What you need to do: From the listing below, retype exactly the line holding "positive clicks: (103, 329)", the line holding "rough mask: <svg", and the lines between them; skip everything else.

Records for this task:
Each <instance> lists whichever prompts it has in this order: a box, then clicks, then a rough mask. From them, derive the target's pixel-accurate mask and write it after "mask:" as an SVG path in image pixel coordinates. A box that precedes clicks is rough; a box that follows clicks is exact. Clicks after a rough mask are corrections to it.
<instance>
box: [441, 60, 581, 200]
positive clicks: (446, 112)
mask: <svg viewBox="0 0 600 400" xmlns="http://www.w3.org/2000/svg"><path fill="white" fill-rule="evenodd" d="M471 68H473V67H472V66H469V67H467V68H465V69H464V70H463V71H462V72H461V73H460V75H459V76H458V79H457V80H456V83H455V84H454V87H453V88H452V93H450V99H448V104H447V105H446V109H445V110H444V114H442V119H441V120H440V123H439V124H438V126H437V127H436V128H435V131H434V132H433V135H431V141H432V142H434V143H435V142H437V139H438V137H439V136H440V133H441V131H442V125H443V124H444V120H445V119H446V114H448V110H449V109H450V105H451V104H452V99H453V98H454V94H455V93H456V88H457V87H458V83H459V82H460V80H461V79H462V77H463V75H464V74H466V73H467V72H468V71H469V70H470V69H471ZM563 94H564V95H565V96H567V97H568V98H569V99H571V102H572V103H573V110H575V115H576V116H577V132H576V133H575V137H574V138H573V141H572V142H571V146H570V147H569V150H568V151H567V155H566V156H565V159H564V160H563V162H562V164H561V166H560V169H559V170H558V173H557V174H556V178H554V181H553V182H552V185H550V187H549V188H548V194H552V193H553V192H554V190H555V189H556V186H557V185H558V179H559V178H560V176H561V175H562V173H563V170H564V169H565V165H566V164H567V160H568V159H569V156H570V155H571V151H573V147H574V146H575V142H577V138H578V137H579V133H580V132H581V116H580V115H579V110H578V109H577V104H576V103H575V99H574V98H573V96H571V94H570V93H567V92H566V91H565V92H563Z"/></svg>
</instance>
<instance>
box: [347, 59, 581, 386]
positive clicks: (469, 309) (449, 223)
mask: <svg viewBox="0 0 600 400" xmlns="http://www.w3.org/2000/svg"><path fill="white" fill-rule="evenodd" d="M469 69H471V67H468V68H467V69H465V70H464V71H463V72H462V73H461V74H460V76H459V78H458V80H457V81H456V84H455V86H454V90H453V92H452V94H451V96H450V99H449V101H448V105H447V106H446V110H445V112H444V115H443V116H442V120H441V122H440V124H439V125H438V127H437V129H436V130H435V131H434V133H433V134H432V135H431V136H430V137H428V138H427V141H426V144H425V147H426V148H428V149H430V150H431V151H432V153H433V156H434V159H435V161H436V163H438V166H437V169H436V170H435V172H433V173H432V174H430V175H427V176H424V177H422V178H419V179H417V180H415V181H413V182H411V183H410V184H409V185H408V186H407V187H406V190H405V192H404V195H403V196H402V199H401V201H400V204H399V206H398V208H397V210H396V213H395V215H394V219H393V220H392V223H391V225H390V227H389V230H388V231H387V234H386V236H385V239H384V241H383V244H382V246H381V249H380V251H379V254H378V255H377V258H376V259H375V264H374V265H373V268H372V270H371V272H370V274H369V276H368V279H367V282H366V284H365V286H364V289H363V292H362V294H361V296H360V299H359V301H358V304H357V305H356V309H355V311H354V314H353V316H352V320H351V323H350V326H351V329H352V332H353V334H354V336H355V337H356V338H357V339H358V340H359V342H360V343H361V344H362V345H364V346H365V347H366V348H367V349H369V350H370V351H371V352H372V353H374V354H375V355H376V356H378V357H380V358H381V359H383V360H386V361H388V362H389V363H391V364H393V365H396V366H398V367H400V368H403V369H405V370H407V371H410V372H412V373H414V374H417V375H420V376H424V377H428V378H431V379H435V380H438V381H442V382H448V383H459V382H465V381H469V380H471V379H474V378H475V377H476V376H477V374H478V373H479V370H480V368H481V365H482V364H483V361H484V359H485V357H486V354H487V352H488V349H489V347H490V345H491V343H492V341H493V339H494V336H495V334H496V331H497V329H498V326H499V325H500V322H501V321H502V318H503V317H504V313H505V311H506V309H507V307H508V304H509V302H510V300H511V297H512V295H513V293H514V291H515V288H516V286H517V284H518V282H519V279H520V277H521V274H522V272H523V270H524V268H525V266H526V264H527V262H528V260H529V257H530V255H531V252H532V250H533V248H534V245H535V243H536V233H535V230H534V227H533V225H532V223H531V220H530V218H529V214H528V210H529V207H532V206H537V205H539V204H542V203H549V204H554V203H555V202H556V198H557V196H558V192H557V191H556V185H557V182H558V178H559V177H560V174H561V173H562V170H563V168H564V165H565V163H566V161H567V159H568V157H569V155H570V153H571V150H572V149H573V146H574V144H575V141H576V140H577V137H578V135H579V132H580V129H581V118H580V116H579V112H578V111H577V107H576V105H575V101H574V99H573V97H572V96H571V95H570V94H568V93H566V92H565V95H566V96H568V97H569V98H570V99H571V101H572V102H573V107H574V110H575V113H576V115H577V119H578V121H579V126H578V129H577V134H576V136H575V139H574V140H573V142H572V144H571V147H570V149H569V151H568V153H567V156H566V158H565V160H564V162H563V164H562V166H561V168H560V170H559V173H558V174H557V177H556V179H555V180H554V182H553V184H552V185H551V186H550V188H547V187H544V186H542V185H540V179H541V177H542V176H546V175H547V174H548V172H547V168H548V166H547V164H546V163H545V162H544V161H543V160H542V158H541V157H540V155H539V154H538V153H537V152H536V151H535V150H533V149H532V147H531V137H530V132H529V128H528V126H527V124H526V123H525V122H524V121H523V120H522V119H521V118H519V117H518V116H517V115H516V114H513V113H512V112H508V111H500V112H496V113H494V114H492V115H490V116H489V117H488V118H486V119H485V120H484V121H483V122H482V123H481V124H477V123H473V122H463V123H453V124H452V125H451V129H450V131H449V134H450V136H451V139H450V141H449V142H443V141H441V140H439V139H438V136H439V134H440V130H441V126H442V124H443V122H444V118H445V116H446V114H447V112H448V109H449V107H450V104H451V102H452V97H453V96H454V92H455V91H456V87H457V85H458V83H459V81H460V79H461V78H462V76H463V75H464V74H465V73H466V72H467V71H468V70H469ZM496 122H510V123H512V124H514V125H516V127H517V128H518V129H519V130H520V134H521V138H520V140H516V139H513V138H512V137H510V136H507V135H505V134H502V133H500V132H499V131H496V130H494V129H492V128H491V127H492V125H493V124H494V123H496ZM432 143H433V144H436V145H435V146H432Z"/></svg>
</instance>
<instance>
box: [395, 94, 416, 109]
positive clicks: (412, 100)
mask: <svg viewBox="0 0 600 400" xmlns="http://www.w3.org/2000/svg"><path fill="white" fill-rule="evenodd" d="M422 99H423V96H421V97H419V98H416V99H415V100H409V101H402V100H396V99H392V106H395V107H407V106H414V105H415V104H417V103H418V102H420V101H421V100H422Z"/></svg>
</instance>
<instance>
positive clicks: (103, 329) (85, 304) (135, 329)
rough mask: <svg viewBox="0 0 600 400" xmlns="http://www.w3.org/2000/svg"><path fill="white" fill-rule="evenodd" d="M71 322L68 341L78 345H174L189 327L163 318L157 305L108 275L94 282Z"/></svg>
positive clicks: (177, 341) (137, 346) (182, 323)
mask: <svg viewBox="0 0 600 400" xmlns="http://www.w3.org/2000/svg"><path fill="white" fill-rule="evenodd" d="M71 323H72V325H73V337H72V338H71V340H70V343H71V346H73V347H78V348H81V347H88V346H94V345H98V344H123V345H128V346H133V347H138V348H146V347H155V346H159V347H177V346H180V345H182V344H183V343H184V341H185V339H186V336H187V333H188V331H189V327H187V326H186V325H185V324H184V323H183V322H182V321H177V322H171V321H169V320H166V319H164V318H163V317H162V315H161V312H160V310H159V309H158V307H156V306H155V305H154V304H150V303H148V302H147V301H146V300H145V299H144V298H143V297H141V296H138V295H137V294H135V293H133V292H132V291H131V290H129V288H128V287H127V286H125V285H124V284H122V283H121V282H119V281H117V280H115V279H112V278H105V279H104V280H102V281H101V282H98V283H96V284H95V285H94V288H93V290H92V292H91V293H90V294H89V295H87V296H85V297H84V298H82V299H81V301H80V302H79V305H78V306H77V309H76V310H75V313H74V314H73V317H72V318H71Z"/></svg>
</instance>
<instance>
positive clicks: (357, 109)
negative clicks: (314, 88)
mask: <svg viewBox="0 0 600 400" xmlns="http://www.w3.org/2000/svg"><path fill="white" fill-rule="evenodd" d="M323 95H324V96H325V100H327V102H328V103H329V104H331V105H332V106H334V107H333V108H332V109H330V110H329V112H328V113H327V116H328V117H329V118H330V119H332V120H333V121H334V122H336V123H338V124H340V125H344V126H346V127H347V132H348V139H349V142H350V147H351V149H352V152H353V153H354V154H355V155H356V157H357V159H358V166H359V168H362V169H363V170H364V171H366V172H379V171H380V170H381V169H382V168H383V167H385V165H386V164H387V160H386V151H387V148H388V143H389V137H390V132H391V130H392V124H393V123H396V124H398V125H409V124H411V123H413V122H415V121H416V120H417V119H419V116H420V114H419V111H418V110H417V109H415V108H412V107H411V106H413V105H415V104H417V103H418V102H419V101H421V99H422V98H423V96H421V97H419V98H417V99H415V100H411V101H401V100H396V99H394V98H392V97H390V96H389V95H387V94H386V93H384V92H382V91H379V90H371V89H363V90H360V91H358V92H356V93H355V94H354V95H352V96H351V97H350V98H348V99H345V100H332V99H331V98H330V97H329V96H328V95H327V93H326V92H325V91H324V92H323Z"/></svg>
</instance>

Solution below:
positive clicks: (103, 329) (85, 304) (135, 329)
rough mask: <svg viewBox="0 0 600 400" xmlns="http://www.w3.org/2000/svg"><path fill="white" fill-rule="evenodd" d="M71 322L68 341L78 345H174L189 327L163 318L157 305L108 275L94 282Z"/></svg>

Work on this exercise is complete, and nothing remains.